====== RECORDS FOR THE TASK ======
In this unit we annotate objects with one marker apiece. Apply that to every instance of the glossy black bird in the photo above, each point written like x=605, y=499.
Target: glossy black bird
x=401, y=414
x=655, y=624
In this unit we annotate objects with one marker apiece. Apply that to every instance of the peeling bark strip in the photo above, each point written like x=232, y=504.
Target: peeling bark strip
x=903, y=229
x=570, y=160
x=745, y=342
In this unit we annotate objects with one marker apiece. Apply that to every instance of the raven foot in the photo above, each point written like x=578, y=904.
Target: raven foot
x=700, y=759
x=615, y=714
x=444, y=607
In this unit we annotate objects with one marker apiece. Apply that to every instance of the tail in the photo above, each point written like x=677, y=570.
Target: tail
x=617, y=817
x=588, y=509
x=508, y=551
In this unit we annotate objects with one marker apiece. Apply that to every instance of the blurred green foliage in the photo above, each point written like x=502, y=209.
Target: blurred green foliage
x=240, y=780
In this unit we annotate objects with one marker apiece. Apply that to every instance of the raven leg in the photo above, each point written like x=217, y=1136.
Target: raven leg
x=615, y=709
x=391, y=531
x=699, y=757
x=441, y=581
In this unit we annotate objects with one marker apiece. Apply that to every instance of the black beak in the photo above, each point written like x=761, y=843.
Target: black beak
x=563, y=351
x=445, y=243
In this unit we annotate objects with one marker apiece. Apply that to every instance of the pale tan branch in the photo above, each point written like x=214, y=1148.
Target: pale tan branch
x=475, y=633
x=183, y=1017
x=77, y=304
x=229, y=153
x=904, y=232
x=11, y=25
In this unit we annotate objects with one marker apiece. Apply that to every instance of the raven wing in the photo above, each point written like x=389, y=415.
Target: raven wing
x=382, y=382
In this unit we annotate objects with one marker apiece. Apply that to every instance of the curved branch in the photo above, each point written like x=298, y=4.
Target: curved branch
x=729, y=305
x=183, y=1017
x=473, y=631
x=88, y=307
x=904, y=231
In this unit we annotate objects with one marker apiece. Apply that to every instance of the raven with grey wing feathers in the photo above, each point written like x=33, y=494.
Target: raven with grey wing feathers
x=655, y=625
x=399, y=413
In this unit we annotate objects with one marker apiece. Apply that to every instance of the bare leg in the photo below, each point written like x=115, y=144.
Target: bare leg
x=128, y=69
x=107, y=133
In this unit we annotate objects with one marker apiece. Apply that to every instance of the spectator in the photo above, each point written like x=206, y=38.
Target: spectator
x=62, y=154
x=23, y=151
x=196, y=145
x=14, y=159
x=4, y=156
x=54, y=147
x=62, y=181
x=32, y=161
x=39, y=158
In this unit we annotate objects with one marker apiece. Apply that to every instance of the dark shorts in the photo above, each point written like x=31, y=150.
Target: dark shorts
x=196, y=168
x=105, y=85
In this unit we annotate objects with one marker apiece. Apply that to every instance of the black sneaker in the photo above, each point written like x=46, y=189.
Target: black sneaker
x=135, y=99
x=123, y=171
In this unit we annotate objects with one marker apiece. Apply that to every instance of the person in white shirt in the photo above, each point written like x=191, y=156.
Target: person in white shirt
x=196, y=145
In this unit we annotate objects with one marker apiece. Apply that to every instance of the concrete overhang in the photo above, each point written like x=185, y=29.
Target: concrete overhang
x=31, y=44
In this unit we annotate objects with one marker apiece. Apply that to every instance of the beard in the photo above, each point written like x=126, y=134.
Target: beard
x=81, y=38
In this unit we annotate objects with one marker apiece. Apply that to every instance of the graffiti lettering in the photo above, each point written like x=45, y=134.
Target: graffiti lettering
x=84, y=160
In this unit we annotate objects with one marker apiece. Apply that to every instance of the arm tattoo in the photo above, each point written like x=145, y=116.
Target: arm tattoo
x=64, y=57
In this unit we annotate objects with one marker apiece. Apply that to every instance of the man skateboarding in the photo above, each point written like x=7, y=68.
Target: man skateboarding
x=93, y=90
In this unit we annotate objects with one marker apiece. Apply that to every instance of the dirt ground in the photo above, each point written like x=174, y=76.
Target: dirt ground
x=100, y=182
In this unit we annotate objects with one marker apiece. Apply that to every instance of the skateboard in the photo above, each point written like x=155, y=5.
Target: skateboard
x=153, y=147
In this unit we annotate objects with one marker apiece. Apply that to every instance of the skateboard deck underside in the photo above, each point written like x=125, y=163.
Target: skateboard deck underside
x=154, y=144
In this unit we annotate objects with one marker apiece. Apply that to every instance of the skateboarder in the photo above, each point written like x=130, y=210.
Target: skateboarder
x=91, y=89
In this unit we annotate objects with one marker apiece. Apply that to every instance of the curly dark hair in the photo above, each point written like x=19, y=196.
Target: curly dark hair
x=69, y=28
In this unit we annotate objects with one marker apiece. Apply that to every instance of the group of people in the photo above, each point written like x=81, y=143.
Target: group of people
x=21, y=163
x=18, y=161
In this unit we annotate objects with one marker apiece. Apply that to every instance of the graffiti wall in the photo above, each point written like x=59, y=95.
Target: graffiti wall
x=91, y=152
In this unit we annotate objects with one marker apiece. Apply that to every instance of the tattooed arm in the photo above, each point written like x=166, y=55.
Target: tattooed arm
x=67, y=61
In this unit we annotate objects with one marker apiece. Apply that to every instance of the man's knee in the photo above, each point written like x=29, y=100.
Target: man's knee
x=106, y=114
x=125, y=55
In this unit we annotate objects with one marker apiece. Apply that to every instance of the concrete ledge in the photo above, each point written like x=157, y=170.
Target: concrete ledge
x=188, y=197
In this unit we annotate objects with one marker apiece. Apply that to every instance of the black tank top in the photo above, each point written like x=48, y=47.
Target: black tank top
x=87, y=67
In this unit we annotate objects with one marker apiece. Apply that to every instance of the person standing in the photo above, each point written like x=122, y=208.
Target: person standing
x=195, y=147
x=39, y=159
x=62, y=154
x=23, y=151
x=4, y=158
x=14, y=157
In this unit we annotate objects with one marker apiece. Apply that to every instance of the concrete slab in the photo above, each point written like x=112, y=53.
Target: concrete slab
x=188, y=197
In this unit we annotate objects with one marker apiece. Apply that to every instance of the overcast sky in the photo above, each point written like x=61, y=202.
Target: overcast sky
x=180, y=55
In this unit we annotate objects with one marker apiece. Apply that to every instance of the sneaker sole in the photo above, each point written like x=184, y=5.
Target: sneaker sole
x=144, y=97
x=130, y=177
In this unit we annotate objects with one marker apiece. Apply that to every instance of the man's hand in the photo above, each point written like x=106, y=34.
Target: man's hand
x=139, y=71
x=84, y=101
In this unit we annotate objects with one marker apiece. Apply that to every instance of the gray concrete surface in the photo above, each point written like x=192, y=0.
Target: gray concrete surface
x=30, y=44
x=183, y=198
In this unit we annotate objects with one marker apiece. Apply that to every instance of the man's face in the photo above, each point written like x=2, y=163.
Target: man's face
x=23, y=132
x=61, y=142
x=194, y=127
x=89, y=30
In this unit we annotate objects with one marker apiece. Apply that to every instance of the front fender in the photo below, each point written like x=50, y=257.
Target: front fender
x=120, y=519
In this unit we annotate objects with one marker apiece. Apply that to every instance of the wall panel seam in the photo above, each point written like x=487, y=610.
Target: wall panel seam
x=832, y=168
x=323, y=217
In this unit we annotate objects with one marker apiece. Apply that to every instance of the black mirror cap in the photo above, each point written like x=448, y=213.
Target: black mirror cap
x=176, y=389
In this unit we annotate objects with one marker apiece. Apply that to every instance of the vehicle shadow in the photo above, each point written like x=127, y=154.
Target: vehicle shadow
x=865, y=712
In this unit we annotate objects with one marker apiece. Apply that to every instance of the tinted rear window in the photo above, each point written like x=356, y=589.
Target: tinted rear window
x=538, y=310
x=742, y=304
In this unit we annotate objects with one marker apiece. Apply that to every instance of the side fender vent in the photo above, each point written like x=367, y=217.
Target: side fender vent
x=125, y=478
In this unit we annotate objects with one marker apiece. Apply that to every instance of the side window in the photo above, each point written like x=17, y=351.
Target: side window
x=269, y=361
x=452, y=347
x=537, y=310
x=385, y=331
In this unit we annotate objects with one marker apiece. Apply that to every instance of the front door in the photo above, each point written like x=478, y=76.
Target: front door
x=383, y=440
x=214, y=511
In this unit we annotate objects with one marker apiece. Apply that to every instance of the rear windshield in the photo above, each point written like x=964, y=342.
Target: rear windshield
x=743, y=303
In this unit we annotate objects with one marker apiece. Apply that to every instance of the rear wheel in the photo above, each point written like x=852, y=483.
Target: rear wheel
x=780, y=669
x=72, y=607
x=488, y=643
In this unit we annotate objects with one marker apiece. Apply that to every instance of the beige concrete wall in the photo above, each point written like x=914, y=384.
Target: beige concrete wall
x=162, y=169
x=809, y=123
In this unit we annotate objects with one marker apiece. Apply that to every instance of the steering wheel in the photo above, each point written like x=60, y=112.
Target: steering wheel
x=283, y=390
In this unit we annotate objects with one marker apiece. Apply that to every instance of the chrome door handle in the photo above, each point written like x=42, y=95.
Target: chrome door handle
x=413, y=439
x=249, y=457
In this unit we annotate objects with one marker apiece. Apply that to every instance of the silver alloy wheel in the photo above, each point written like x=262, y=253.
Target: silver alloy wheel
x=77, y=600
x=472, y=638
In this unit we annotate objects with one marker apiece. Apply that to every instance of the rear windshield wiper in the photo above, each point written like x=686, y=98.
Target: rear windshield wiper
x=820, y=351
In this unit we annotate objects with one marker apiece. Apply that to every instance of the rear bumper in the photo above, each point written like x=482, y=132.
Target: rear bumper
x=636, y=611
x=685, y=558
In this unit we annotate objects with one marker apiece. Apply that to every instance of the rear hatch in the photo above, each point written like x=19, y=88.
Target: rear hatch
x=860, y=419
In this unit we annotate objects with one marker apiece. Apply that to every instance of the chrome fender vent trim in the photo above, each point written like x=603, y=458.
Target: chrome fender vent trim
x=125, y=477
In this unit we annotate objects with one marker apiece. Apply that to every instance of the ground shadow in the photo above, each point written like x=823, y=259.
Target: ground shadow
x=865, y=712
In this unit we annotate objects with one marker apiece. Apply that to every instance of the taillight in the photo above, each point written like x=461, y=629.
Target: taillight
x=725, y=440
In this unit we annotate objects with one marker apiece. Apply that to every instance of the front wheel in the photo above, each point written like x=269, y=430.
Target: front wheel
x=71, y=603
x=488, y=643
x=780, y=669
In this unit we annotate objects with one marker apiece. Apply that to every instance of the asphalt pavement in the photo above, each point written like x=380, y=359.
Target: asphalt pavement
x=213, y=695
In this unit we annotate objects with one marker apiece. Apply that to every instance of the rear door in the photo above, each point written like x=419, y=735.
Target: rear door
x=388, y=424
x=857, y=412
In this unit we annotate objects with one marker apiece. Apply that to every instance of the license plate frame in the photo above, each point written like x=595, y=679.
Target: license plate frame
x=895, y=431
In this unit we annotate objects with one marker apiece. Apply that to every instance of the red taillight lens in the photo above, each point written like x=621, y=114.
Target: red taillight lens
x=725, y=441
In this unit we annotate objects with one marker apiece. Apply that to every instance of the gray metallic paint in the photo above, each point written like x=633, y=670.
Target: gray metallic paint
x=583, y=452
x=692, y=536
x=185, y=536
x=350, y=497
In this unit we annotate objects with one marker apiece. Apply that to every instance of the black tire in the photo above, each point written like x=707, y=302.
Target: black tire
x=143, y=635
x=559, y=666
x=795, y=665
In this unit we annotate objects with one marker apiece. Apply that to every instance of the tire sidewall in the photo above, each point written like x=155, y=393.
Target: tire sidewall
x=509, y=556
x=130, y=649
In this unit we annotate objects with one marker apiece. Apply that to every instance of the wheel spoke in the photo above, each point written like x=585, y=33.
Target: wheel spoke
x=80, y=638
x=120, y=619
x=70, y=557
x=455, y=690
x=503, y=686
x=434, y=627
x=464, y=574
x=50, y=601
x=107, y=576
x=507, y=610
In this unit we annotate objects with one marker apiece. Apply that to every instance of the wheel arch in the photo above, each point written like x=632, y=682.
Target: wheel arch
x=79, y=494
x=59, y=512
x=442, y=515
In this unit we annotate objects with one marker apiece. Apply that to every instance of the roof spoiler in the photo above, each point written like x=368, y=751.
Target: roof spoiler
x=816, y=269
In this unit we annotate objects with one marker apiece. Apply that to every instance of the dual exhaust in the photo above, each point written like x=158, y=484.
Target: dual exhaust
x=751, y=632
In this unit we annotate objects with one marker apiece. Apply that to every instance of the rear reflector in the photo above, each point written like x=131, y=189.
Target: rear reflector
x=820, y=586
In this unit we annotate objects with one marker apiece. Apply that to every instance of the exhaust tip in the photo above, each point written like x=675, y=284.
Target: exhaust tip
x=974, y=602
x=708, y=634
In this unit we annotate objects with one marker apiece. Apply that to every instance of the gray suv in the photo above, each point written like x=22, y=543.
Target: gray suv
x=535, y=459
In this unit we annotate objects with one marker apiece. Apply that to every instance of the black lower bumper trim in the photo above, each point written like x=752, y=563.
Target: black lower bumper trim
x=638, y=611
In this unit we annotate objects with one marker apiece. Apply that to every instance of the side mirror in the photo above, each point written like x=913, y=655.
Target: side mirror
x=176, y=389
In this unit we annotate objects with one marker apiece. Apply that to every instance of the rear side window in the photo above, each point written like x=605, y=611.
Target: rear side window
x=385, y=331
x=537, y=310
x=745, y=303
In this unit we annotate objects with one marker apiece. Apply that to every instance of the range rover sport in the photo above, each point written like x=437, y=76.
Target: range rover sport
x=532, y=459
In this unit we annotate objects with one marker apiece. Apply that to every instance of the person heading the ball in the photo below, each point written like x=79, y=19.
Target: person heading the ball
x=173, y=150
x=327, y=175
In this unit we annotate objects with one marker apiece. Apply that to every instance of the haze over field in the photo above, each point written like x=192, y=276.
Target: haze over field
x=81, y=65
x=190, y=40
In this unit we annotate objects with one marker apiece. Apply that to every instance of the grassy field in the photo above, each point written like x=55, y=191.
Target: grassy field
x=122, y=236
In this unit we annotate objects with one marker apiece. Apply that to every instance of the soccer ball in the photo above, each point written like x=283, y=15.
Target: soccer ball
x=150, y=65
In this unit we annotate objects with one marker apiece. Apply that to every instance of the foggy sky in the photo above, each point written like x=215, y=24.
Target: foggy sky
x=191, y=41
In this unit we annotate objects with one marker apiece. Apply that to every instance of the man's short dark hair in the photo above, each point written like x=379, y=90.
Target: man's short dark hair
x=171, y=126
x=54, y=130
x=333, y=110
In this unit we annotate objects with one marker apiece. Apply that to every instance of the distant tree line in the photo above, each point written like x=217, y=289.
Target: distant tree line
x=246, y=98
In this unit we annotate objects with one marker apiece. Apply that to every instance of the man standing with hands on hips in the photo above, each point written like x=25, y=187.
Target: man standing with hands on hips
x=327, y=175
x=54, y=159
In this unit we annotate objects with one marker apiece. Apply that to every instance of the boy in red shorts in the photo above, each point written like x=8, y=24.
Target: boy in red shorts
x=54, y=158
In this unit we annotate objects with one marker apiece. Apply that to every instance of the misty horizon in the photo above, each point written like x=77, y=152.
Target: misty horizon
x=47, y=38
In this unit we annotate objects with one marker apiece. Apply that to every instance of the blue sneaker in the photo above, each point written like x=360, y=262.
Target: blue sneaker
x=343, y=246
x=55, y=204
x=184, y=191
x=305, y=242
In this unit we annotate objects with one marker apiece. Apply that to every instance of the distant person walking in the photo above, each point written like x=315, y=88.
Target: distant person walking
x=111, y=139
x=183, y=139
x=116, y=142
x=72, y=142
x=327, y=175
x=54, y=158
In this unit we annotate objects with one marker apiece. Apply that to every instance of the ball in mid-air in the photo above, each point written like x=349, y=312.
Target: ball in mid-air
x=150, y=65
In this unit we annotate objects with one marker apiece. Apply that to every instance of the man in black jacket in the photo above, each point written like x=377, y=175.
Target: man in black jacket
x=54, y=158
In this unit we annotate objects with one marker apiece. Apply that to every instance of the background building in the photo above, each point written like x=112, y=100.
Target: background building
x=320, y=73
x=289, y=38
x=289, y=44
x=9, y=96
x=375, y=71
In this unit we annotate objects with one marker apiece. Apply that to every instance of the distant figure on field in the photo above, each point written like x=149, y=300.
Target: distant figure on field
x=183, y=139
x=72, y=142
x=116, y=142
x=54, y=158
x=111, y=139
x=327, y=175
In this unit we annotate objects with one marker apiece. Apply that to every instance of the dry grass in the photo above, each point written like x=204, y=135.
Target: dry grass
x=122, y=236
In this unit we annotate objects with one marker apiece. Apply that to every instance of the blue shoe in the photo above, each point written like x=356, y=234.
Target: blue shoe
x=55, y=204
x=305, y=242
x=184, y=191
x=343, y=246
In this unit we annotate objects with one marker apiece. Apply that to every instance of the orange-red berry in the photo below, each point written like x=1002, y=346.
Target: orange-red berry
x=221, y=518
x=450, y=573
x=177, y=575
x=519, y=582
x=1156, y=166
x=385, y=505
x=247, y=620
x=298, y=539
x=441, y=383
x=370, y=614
======
WHAT IS ASKED ::
Reproduce the entries above, starting at the line that contains "like x=81, y=143." and ending at the line that contains "x=125, y=55". Keep the requests unchanged and add 108 to both the x and y coordinates of every answer point.

FINAL RESULT ::
In this unit we annotate objects with one marker apiece. Apply that to every instance of the group of people in the photo above, each point written like x=81, y=143.
Target: group of people
x=129, y=271
x=126, y=269
In this unit we annotate objects with one marker apiece. Apply that to every instance of the graffiti wall in the photo above, each point written like x=59, y=95.
Target: graffiti wall
x=199, y=260
In this unit we annotate objects with one marker apiece. Apply that to every instance of the tattooed arm in the photo above, each point written like x=166, y=55.
Target: tattooed arm
x=175, y=169
In this unit we annotate objects with one marker apiece. Apply that to every instance of the man's knee in the photo above, each point written like x=29, y=100.
Target: man's knee
x=214, y=222
x=233, y=163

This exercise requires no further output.